====== ITEMS
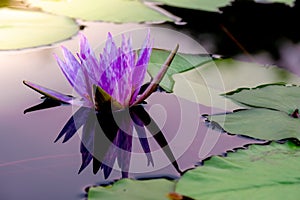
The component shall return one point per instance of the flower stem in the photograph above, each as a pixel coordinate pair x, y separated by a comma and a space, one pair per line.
156, 80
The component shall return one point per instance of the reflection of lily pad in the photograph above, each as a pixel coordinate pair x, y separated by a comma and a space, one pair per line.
24, 29
209, 5
133, 189
261, 172
222, 75
120, 11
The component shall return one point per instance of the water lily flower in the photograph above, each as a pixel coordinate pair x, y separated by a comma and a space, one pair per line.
115, 77
110, 85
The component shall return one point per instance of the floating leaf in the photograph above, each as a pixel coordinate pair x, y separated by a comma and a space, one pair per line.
261, 172
209, 5
119, 11
274, 123
24, 29
262, 124
133, 189
181, 63
273, 96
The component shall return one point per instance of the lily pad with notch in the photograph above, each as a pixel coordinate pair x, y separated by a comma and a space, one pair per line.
273, 113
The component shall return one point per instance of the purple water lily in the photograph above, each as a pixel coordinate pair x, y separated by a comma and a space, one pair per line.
115, 77
110, 85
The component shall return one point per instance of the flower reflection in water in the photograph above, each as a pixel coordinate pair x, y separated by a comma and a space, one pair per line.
110, 105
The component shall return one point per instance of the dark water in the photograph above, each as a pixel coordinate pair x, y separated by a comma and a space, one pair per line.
33, 167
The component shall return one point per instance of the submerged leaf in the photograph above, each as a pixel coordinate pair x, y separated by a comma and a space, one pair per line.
261, 172
133, 189
25, 29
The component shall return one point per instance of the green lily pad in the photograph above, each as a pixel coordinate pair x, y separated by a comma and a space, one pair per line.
273, 96
209, 5
259, 123
261, 172
24, 29
181, 63
271, 117
133, 189
119, 11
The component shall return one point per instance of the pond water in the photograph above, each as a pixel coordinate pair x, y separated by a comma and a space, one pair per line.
32, 166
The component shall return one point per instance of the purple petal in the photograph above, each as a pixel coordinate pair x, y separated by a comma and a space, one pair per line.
72, 69
49, 93
88, 59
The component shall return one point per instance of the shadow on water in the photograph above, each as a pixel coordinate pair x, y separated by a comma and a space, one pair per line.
161, 138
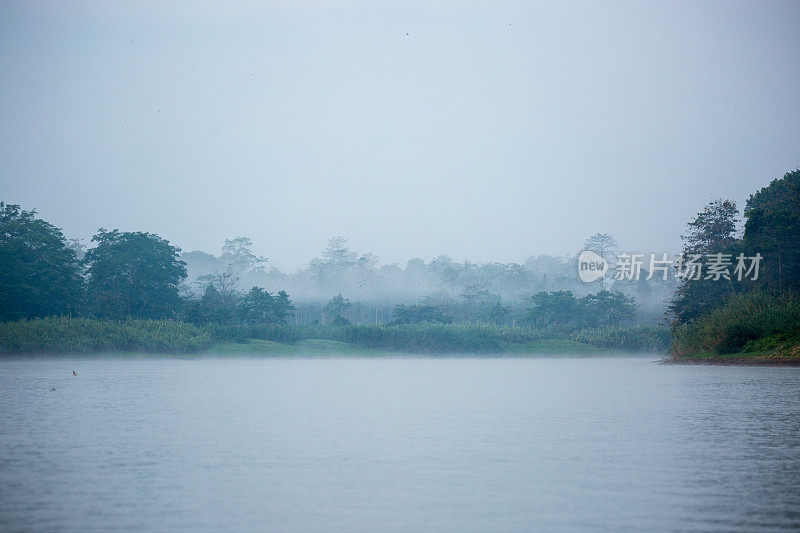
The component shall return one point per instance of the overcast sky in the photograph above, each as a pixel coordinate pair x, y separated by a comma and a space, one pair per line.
488, 131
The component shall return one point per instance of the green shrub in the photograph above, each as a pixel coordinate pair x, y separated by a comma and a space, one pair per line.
740, 325
84, 335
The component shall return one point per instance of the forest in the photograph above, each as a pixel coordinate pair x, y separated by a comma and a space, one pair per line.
53, 288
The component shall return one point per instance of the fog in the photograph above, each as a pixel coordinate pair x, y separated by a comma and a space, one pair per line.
489, 132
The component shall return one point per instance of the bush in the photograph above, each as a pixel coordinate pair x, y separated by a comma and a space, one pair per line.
739, 325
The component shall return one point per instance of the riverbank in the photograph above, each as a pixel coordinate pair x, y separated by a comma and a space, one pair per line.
60, 335
749, 329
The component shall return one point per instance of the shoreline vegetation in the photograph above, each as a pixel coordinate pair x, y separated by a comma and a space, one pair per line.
135, 292
63, 335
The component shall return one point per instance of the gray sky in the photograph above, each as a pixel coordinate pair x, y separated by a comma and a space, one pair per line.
488, 131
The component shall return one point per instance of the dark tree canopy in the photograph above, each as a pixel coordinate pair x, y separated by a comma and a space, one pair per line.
773, 230
712, 231
418, 314
133, 274
39, 273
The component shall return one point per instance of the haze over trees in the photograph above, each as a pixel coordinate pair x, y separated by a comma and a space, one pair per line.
39, 272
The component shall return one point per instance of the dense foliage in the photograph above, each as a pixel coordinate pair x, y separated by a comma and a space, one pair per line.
747, 322
39, 273
85, 335
733, 316
133, 274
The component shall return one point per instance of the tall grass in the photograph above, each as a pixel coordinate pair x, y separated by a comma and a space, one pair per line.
83, 335
632, 339
446, 338
405, 337
740, 323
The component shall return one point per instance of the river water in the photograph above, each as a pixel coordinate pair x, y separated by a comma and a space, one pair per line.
396, 444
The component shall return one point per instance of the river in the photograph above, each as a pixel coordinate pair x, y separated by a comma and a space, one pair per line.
396, 443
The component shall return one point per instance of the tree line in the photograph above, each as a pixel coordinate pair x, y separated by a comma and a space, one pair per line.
141, 275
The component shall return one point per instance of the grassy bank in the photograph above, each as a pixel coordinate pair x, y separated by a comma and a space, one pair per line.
753, 326
83, 335
455, 338
79, 335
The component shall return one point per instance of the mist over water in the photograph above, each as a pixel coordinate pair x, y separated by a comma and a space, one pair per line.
366, 444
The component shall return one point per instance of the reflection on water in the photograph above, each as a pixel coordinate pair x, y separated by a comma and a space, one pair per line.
397, 444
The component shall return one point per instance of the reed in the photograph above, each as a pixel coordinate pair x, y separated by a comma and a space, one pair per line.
744, 323
84, 335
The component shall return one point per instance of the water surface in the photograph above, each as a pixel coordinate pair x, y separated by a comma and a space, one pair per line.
376, 444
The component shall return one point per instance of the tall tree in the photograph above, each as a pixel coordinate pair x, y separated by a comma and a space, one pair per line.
773, 230
39, 272
238, 254
713, 231
334, 310
134, 274
604, 245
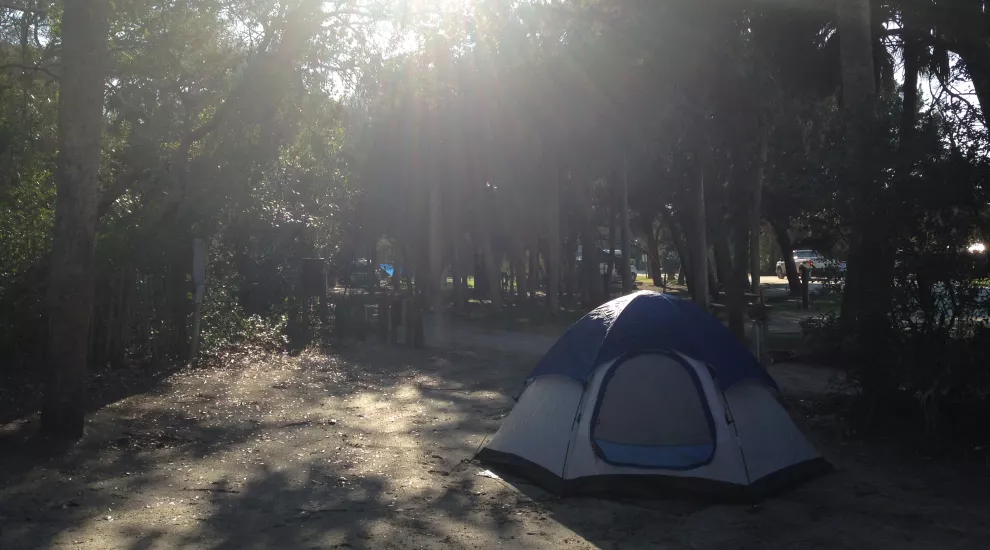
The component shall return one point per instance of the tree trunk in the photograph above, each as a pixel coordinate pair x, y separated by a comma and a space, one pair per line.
534, 268
493, 273
736, 285
680, 246
553, 244
624, 268
610, 265
868, 291
522, 292
653, 253
590, 272
435, 286
72, 278
697, 240
755, 211
457, 274
570, 263
723, 257
787, 251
============
§ **TASK DETAILS**
Your copy should consist only of the lines from the line holding "the tall tree" through the final line of the listing above, both included, with all pictures omitted.

§ **EXERCISE SOLUTION**
The component shall return one point per instance of the tall tree in the photograph above, each as a pixel coordinate pair x, y separated by a comma and a space, one pair per line.
773, 230
39, 272
238, 254
713, 231
334, 310
134, 274
604, 245
The component shall return one point per instance of the tree trunk in the photograph above, each as a pixel coordinate pair x, y separated by a comma and a space, one pair per line.
534, 268
493, 273
736, 285
680, 246
553, 244
624, 268
610, 265
868, 291
522, 292
653, 253
590, 272
435, 286
72, 278
697, 240
755, 211
457, 274
570, 263
723, 257
787, 251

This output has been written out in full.